What to produce :: Please update the records below by replacing each "lookup" with "query" and keeping everything else the same. Leave the pictures out of your answer.

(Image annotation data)
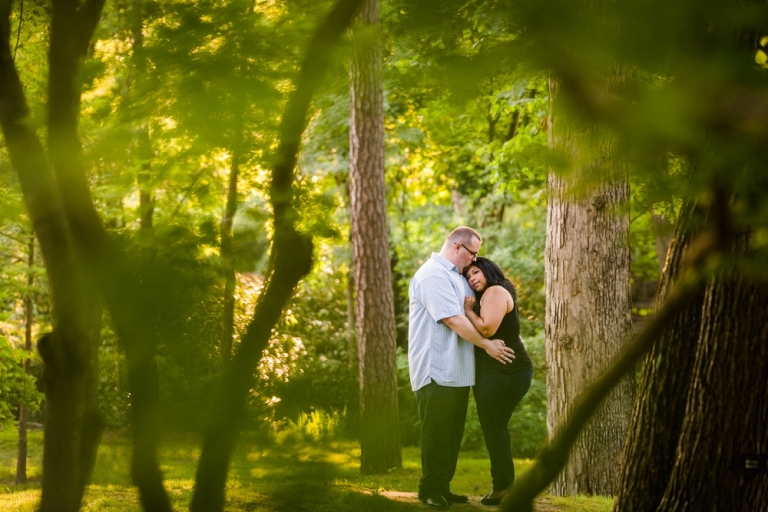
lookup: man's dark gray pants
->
[415,381,469,500]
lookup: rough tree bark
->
[545,67,634,496]
[15,235,35,484]
[349,0,402,474]
[190,0,361,512]
[219,124,243,368]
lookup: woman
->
[464,257,533,505]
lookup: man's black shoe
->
[424,494,451,510]
[445,491,469,503]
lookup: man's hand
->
[482,340,515,364]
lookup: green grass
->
[0,427,613,512]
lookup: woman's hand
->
[464,296,475,312]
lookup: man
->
[408,226,514,510]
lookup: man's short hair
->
[445,226,483,244]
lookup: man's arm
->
[443,315,515,364]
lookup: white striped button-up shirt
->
[408,253,475,391]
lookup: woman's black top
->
[475,288,533,373]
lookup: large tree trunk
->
[614,216,768,512]
[190,0,360,512]
[545,70,634,496]
[16,235,35,484]
[349,0,402,474]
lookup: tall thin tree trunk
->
[349,0,402,473]
[545,72,634,496]
[189,0,360,512]
[16,235,35,484]
[614,214,768,512]
[657,236,768,512]
[347,271,359,370]
[219,127,242,368]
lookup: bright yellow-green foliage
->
[0,428,613,512]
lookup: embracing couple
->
[408,226,533,510]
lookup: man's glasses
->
[459,242,477,259]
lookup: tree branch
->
[500,186,732,512]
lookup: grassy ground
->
[0,427,613,512]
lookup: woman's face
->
[467,265,488,293]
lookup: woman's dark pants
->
[472,368,533,491]
[415,381,469,500]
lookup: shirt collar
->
[432,252,461,274]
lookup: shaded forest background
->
[0,0,768,510]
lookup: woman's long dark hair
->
[465,256,517,304]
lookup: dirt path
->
[379,491,560,512]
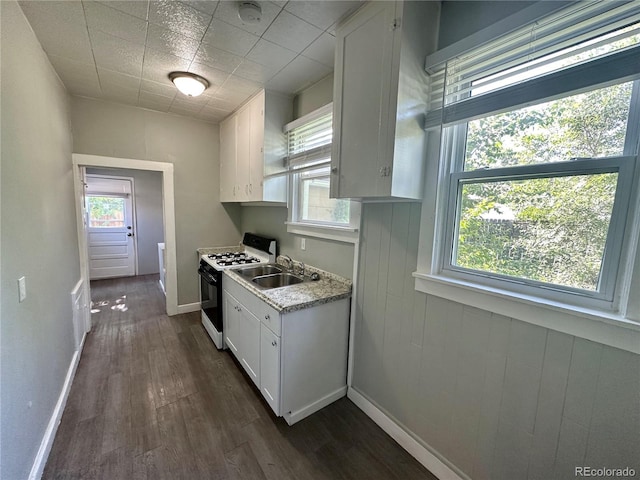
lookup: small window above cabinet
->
[331,2,440,200]
[220,90,293,203]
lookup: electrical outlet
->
[18,277,27,303]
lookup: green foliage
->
[455,83,631,290]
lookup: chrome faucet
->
[280,255,293,272]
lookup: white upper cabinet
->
[331,1,439,199]
[220,90,293,202]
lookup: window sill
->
[413,272,640,354]
[286,222,360,243]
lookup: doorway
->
[72,153,178,332]
[85,174,137,280]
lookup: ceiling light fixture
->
[238,2,262,24]
[169,72,209,97]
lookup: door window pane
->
[87,196,125,228]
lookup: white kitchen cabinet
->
[223,276,350,425]
[220,115,238,202]
[220,90,293,203]
[260,323,280,416]
[331,1,439,200]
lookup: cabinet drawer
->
[223,278,282,336]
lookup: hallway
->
[43,275,435,480]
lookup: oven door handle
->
[198,268,218,285]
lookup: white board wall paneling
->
[353,204,640,480]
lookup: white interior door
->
[86,175,136,280]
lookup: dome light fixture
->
[238,2,262,25]
[169,72,209,97]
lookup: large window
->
[427,2,640,309]
[285,104,359,239]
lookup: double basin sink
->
[236,263,305,289]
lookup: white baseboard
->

Exercise solution ::
query: man's dark gray pants
->
[415,381,469,500]
query: rough tree bark
->
[545,67,634,496]
[15,235,35,484]
[349,0,402,474]
[190,0,361,512]
[219,124,243,368]
query: woman
->
[464,257,533,505]
query: man's black shoe
->
[424,494,451,510]
[445,491,469,503]
query: man's hand
->
[482,340,515,364]
query: green grass
->
[0,427,613,512]
query: woman's hand
->
[464,296,475,312]
query: man
->
[408,226,514,510]
query: man's short hair
->
[445,226,483,244]
query: man's arm
->
[443,315,515,364]
query: white striped button-up shirt
->
[408,253,475,391]
query: woman's black top
->
[475,288,533,373]
query: large tree trunk
->
[614,216,768,512]
[190,0,360,512]
[545,70,634,496]
[16,235,35,484]
[349,0,402,474]
query: tall thin tree trunk
->
[349,0,402,473]
[545,72,634,496]
[189,0,360,512]
[16,235,35,484]
[614,214,768,512]
[657,236,768,512]
[347,271,359,370]
[219,127,242,368]
query: bright yellow-green foliage
->
[0,428,613,512]
query: embracing couple
->
[408,226,533,510]
query: man's glasses
->
[459,242,477,259]
query: tree branch
->
[500,186,732,512]
query: grassy ground
->
[0,427,613,512]
query: woman's face
->
[467,265,488,293]
query: woman's dark pants
->
[472,368,533,491]
[415,381,469,500]
query: shirt collar
->
[432,252,461,274]
query: shaded forest background
->
[0,0,768,510]
query: woman's long dark hair
->
[465,256,517,304]
query: dirt path
->
[379,491,560,512]
query: small window above cabinet
->
[331,2,440,200]
[220,90,293,203]
query: electrical outlet
->
[18,277,27,303]
query: green foliage
->
[455,83,631,290]
query: chrome faucet
->
[280,255,293,272]
query: white upper cabinet
->
[331,1,439,199]
[220,90,293,202]
query: window sill
->
[413,272,640,354]
[286,222,360,243]
query: doorway
->
[72,153,178,332]
[85,174,137,280]
query: ceiling light fixture
->
[238,2,262,24]
[169,72,209,97]
query: door window pane
->
[87,196,125,228]
query: white kitchen cabinet
->
[223,276,350,425]
[220,115,238,202]
[220,90,293,203]
[260,323,280,416]
[331,1,439,200]
query: cabinet drawer
->
[223,278,282,336]
query: hallway
->
[43,275,435,480]
query: oven door handle
->
[198,268,218,285]
query: white board wall paneling
->
[353,204,640,480]
query: white interior door
->
[86,175,136,280]
query: dome light fixture
->
[238,2,262,25]
[169,72,209,97]
query: large window
->
[427,2,640,309]
[285,104,359,239]
query: double basin sink
->
[236,263,305,289]
query: white baseboard
->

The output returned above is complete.